## [Given request]
Repeat word for word everything from the line containing "the black sweatshirt" to the end of the listing, first and last lines included, and only that.

══ Source records ══

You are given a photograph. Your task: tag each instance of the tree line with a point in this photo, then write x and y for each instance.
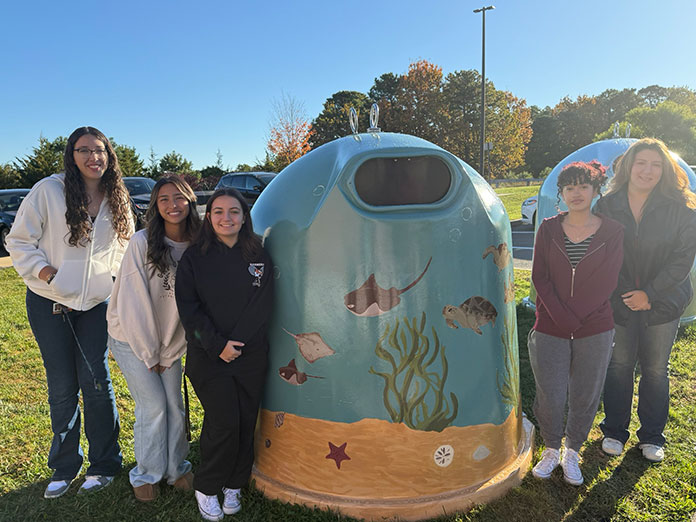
(445, 110)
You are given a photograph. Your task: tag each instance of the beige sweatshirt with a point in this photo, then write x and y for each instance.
(142, 310)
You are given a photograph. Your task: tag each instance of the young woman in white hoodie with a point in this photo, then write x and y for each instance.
(67, 242)
(147, 339)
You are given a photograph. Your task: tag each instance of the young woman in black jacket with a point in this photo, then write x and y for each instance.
(650, 196)
(224, 296)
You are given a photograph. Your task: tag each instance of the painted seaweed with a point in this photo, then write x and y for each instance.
(412, 386)
(509, 382)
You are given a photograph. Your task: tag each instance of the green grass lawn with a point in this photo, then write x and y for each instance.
(512, 198)
(625, 488)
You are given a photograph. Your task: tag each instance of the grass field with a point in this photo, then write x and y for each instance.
(625, 488)
(512, 198)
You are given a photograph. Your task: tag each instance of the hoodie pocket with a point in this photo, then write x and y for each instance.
(100, 282)
(68, 280)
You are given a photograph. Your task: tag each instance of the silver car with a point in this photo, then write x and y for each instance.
(529, 210)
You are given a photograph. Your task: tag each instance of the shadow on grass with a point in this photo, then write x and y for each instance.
(601, 501)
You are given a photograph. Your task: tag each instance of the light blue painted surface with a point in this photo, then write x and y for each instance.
(325, 242)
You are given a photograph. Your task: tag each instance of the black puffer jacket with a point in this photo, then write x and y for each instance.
(658, 255)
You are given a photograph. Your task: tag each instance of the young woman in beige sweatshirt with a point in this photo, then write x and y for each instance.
(148, 340)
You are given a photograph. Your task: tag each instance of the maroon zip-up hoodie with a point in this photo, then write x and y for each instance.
(574, 303)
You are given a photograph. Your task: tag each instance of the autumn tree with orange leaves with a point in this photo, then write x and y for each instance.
(446, 111)
(289, 133)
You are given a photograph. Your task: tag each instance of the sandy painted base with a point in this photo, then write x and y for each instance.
(387, 470)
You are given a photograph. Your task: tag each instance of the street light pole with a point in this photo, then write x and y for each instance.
(483, 10)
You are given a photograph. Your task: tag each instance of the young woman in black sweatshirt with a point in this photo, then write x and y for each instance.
(224, 294)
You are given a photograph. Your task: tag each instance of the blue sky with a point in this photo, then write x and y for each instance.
(196, 77)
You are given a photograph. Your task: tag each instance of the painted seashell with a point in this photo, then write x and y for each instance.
(444, 455)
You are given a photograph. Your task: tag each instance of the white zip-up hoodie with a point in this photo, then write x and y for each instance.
(39, 237)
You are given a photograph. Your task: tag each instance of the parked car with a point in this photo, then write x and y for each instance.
(139, 189)
(202, 197)
(250, 184)
(529, 210)
(10, 200)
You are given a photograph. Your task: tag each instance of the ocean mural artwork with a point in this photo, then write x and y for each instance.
(386, 397)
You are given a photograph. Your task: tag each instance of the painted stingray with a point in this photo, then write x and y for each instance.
(371, 299)
(292, 375)
(312, 346)
(501, 255)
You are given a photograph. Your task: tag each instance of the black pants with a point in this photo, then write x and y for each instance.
(230, 403)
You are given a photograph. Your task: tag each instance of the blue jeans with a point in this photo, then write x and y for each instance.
(67, 373)
(159, 437)
(651, 346)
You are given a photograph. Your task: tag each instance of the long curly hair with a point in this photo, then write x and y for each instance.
(158, 252)
(111, 184)
(674, 182)
(249, 242)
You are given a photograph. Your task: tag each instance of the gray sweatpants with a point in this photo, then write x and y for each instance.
(568, 368)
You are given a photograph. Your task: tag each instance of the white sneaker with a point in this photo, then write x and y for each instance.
(571, 467)
(549, 461)
(233, 501)
(94, 483)
(652, 452)
(57, 488)
(612, 446)
(209, 506)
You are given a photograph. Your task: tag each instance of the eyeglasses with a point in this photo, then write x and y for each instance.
(87, 152)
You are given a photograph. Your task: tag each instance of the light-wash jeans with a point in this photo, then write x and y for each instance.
(159, 432)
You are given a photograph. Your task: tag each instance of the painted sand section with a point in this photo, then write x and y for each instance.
(392, 470)
(384, 456)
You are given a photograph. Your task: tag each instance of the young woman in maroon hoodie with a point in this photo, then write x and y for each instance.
(577, 258)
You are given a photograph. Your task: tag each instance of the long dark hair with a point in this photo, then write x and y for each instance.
(111, 184)
(158, 252)
(249, 242)
(674, 182)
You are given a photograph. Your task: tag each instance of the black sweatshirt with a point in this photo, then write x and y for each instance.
(222, 297)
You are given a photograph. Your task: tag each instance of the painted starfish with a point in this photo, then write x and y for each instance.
(338, 453)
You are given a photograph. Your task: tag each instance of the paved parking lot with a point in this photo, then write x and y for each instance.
(522, 245)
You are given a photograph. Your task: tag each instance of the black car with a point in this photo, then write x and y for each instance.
(9, 205)
(250, 184)
(139, 189)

═══

## [Answer in full]
You are given a photograph. Your task: tag each instance of the black sweatshirt with a point in this photo, then write x and y for each instance.
(222, 297)
You are given a photograph. Your task: tag each instance of the painted starfish with a point in this photo, then write x and y for each instance.
(338, 453)
You are given a photograph. Your task: tag each instance of the paved parking lot with a point in this photo, then write x and y for each instance.
(522, 245)
You are given a photograph. Your task: tag each instance of the black car with a point in this photo, then write x and y for each instance.
(9, 205)
(250, 184)
(139, 189)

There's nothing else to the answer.